Segment Start: Extracted records

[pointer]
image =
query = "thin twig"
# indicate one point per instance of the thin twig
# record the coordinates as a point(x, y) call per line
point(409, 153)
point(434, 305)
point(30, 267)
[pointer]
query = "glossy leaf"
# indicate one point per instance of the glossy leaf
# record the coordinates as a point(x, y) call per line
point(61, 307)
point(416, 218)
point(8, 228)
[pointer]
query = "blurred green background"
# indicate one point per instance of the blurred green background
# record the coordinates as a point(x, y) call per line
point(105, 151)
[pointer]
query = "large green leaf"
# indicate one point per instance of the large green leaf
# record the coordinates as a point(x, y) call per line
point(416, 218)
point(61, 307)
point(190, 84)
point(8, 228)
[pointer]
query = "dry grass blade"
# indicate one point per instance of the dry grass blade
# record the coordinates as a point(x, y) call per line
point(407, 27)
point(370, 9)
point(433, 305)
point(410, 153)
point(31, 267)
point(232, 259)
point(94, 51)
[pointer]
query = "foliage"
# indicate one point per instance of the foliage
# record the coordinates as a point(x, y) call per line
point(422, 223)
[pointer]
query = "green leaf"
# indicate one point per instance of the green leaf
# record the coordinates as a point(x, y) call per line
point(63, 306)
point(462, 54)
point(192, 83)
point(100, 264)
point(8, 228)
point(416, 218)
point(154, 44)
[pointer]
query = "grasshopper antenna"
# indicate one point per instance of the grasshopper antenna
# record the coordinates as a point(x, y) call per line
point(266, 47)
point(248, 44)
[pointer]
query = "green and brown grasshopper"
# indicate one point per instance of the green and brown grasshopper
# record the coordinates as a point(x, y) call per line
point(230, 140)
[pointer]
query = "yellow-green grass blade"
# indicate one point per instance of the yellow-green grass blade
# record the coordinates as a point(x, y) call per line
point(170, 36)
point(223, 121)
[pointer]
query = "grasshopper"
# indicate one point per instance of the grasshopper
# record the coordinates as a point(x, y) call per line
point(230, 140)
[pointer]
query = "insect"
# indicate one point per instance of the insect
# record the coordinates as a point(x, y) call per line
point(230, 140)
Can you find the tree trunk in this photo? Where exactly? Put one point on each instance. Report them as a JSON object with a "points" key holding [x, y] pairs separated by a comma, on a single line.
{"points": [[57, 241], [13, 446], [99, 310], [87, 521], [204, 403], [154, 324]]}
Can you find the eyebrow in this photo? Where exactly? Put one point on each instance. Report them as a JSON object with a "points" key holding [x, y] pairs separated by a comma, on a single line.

Segment End: Extracted records

◆ **Your objective**:
The lines above that hold "yellow" are the result; show every one of them.

◆ **Result of this exercise**:
query = "yellow-green grass blade"
# indicate one point per instance of the yellow-green grass blade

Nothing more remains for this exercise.